Start of DOCUMENT PASSAGE

The chlorophyll (Chl) antenna size in green algae is minimized, or truncated, to maximize photobiological solar conversion efficiency and H2 production. The truncated Chl antenna size minimizes absorption and wasteful dissipation of sunlight by individual cells, resulting in better light utilization efficiency and greater photosynthetic productivity by the green alga mass culture.


Economics

It would take about 25,000 square kilometre algal farming to produce biohydrogen equivalent to the energy provided by gasoline in the US alone. This area represents approximately 10% of the area devoted to growing soya in the US.


Bioreactor design issues

* Restriction of photosynthetic hydrogen production by accumulation of a proton gradient. * Competitive inhibition of photosynthetic hydrogen production by carbon dioxide. * Requirement for bicarbonate binding at photosystem II (PSII) for Photosynthetic efficiency, efficient photosynthetic activity. * Competitive drainage of electrons by oxygen in algal hydrogen production. * Economics must reach competitive price to other sources of energy and the economics are dependent on several parameters. * A major technical obstacle is the efficiency in converting solar energy into chemical energy stored in molecular hydrogen. Attempts are in progress to solve these problems via bioengineering.

End of DOCUMENT PASSAGE
Start of EXTRACTED ENTRIES

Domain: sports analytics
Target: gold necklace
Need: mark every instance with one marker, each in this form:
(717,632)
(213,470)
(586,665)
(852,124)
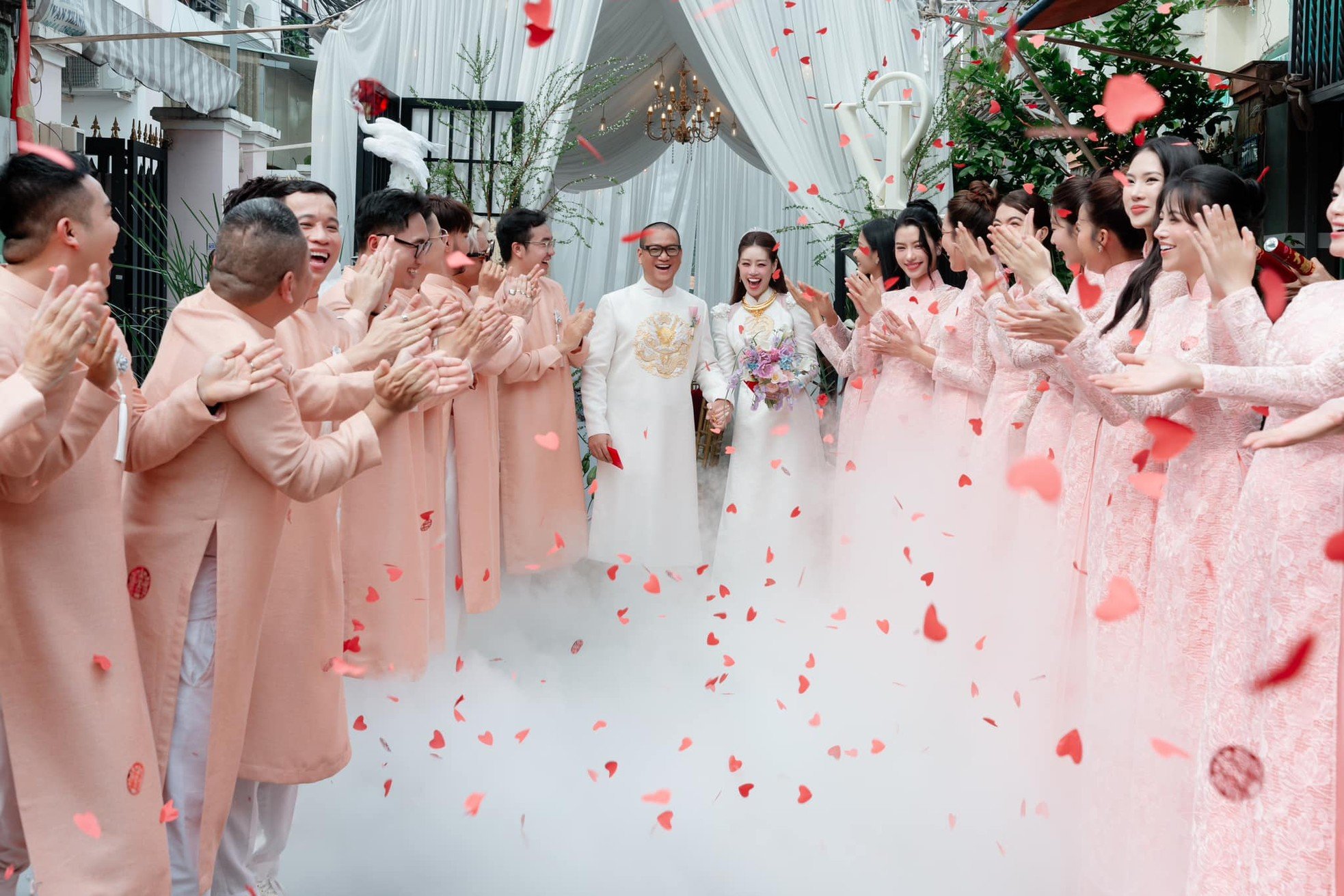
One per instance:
(757,311)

End of EXTRACTED ENTRIES

Copy the algal hydrogen text above between "It would take" and "soya in the US.", inclusive, and change "soya" to "soybeans".

It would take about 25,000 square kilometre algal farming to produce biohydrogen equivalent to the energy provided by gasoline in the US alone. This area represents approximately 10% of the area devoted to growing soybeans in the US.